** Opening INPUT block **
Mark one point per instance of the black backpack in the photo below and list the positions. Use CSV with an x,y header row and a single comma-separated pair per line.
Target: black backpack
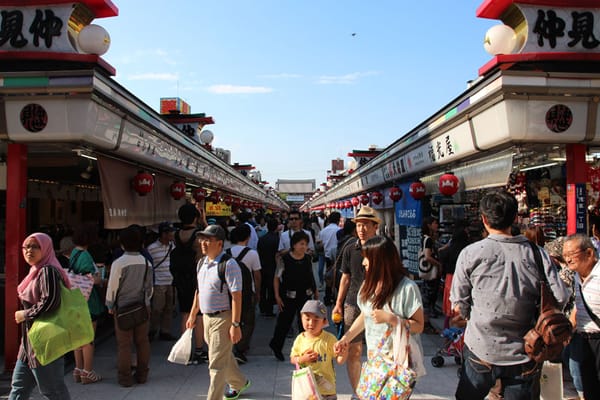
x,y
247,278
183,261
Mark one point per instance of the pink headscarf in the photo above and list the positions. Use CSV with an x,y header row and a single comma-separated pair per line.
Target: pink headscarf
x,y
48,258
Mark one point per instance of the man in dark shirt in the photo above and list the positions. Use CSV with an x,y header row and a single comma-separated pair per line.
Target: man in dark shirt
x,y
353,274
267,250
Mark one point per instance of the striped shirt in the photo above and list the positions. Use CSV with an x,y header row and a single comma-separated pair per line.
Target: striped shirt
x,y
161,262
591,291
210,298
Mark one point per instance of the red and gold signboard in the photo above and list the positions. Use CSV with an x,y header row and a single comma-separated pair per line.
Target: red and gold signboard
x,y
217,209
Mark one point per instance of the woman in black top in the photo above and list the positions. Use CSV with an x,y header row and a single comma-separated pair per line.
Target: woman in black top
x,y
294,284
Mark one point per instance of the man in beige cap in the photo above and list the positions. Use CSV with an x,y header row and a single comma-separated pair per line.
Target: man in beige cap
x,y
353,274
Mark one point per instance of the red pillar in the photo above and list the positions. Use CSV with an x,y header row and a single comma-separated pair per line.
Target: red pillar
x,y
16,202
576,191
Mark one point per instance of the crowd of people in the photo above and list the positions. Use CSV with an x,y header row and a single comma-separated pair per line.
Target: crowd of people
x,y
490,287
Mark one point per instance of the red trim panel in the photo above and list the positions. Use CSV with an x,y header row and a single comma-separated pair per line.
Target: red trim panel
x,y
506,61
493,9
101,8
54,56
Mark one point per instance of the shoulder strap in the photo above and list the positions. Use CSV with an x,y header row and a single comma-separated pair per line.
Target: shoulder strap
x,y
73,259
593,316
222,266
538,261
167,255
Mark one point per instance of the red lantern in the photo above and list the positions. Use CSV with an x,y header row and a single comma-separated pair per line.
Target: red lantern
x,y
417,190
177,190
143,183
448,184
395,194
199,194
377,197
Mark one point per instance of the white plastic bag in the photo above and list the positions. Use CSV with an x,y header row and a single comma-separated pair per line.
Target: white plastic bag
x,y
551,385
183,350
415,357
304,385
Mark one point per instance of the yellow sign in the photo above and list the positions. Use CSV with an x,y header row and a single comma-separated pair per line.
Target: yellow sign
x,y
217,209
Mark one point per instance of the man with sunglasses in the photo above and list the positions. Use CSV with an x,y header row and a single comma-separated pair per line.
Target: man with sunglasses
x,y
581,257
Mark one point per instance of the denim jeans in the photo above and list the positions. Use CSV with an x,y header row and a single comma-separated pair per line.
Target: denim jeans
x,y
520,382
50,380
573,358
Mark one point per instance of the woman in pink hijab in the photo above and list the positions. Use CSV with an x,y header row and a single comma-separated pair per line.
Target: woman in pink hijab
x,y
39,293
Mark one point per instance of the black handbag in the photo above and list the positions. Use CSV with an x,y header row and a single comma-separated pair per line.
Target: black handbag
x,y
132,315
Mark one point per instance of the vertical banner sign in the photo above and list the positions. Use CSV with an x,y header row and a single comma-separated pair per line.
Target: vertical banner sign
x,y
580,207
409,218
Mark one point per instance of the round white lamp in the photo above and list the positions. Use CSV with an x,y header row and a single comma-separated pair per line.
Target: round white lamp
x,y
206,137
500,39
94,39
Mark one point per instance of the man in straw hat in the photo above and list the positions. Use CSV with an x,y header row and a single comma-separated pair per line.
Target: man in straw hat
x,y
353,274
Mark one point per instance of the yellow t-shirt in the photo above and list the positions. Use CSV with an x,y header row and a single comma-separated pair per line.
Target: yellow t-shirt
x,y
323,368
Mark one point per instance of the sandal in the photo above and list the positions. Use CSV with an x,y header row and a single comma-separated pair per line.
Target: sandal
x,y
89,377
77,375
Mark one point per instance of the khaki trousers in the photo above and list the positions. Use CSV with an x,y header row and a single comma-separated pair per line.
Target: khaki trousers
x,y
163,300
222,366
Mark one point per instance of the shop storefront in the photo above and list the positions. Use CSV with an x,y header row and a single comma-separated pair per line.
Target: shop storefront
x,y
78,147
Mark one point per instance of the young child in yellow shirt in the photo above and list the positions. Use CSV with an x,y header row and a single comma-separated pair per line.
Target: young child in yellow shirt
x,y
314,348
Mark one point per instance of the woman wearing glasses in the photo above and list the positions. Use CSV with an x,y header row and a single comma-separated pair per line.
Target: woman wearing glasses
x,y
39,293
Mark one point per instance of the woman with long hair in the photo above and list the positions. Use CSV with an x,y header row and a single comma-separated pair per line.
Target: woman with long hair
x,y
39,293
386,298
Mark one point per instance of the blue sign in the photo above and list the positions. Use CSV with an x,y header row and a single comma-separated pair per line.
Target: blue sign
x,y
580,207
408,210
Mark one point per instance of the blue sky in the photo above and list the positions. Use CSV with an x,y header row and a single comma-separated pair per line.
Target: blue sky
x,y
288,84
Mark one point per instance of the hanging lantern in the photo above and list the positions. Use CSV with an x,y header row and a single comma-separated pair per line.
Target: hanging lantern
x,y
143,183
199,194
377,197
417,190
395,194
177,190
215,197
448,184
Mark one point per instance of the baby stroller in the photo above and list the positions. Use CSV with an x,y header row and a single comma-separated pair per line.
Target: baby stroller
x,y
453,347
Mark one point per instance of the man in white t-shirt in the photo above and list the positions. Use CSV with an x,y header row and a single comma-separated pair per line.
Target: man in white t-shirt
** Closing INPUT block **
DIRECTIONS FOR THIS TASK:
Each record above must be returned exactly as written, with its pictures omitted.

THE COMPLETED TASK:
Mark one point per instance of the black backpack in the photo below and list the positions. Use CSV with an x,y header row and a single comma-separated pair per line.
Target: black backpack
x,y
247,278
183,261
Mark one point per instance of the pink headscarf in the photo above and list the positions. Use CSV with an x,y header row and a single comma-separated pair per line.
Target: pink headscarf
x,y
48,258
Mark one point per instance of the man in dark shirt in the photo above and list the positions. Use CSV with an x,y header row and a single comma-separated pair per line.
Target: man in dark shirt
x,y
353,274
267,250
Mark one point per instance of the striped shirt in the photo above and list the positions. Use CSV with an x,y header row and a single comma-separated pair per line.
Target: striped shirt
x,y
161,262
591,291
210,298
Mark one point per instance of the red and gold signboard in the photo above and list the positions. Use CSV with an x,y header row and a single comma-separated pair per line.
Target: red and gold signboard
x,y
217,209
Mark one point per instance of the woman in black top in the photo above and list the positions. Use CSV with an x,y header row and a single comma-separated pair per line.
Target: woman in black top
x,y
294,284
Mark one point per instance of the man in beige cap in the photo above and list the positions. Use CSV with an x,y header row and a single comma-separated pair per line.
Target: man in beige cap
x,y
353,274
Mark one point per instance of the red pillar in the photo above and list the positions. Use CSV with an x,y header row and a single comma-separated pair per line.
Target: red pillar
x,y
16,202
576,191
Mark one point per instance of the crowd of people in the photo above and list the positions. Use CSV with an x,y header row and a single comma-separated pair per line.
Target: crowd of people
x,y
490,287
Mark one point per instance of the red trim panel in the photo above and list the positions. Use CSV with an x,y header row and a single comma-separated pair per line.
Target: red trim panel
x,y
506,61
493,9
101,8
54,56
Mark one point per instance of the shoulder strap in the photo above and list the positions. Use CSV with an x,y header row and a single comma-separated pair per line.
Target: shoulder strap
x,y
73,259
593,316
222,266
538,261
167,255
Mark one point per instance of the red lantern in the photo above and list the positions. Use CSV with an x,y header row and a single comma-separated pair per line.
Target: red lantern
x,y
417,190
177,190
143,183
448,184
395,194
199,194
377,197
Mark one point per instance of the white plastic bag in the photo above and list the positions. Use CSV with an x,y header row and a single comma-separated pair per line.
Target: white plastic bag
x,y
551,385
183,350
415,357
304,385
Mark one point per instance of the yellow sign in the photo above and list the positions. Use CSV with an x,y header row and a single comma-separated pair per line.
Target: yellow sign
x,y
217,209
Mark one point per instance of the man with sunglasses in the photo above and list the positions. Use CSV with an x,y header row and a single comma-separated pair per line.
Target: man with sunglasses
x,y
581,257
Mark one point per instance of the denim jeans in the photo above and list the positions. Use CSV with an x,y header row and a single comma-separated pair per line.
Target: denim jeans
x,y
520,382
50,380
573,358
Mark one point per instance of the woman in pink hijab in the photo above and list the positions. Use CSV with an x,y header row and a single comma-separated pair per line.
Target: woman in pink hijab
x,y
39,293
Mark one point per instance of the black handbag in the photo above and list the positions. Use CSV with an x,y header row and a single comma-separated pair per line.
Target: black handbag
x,y
132,315
Mark one point per instance of the vertical banner sign in the photo above and list the positions. Use CSV with an x,y header row and a single comma-separated pair per line.
Target: vertical banner sign
x,y
580,207
409,218
Mark one point per instance of the round white lamp in the photo above and list the positions. Use CSV with an x,y header row and a single comma-separated pair per line.
Target: round white lamp
x,y
206,137
500,39
94,39
Mark one point per instance of the man in straw hat in the photo above and list the positions. Use CSV with an x,y header row and a single comma-separated pair per line.
Target: man in straw hat
x,y
353,274
Mark one point per instance of the yellow t-shirt in the photo above and list the positions. Use CSV with an x,y header row and a single comma-separated pair per line.
Target: yellow t-shirt
x,y
323,368
Mark one point per instance of the sandal in the photo above and list the positions. Use CSV with an x,y header row and a single comma-separated pair per line.
Target: sandal
x,y
89,377
77,375
Mark one point per instance of the khaki trousers in the photo above and list the positions. Use CSV with an x,y header row and a single comma-separated pair per line.
Target: khaki trousers
x,y
163,300
222,366
Mark one point per instance of the shop storefront in the photo above and list the positions. Use CSV with an x,y header row and a single comma-separated pair per line.
Target: shop storefront
x,y
78,147
Mark one point per instance of the young child in yellow shirt in the photo above and list the positions. Use CSV with an x,y header row and a single comma-separated pair per line.
Target: young child in yellow shirt
x,y
314,348
Mark one point per instance of the woman wearing glasses in the photo above and list the positions. Use CSV with an x,y header row and a single comma-separated pair per line.
Target: woman wearing glasses
x,y
39,293
Mark one point per instance of the woman with long hair in the photo above and list the positions. Use CSV with an x,y header row and a single comma-separated pair per line.
Target: woman with long hair
x,y
39,293
386,298
Mark one point per instance of the blue sign in the photo above and list the positions. Use CSV with an x,y header row and a single comma-separated pair per line.
Target: blue sign
x,y
580,207
408,210
Mark one point per instance of the blue sky in the photo above and list the positions. Use CSV with an x,y header row and a single comma-separated pair per line.
Target: blue sky
x,y
288,84
Mark one point per instance of the hanging lantern in the photo above and list the positions. Use CSV with an x,y header row and a single comma-separated pair per line.
Target: hanging lantern
x,y
143,183
199,194
377,197
417,190
395,194
177,190
215,197
448,184
Mark one point per instance of the baby stroller in the photo above and list the positions. Use CSV with an x,y header row and a single comma-separated pair per line.
Target: baby stroller
x,y
453,347
Mark one point per instance of the man in white t-shirt in the photo above and list the positions. Use CSV with an x,y header row and a single comma-separated pair per line.
Target: man in white t-shirt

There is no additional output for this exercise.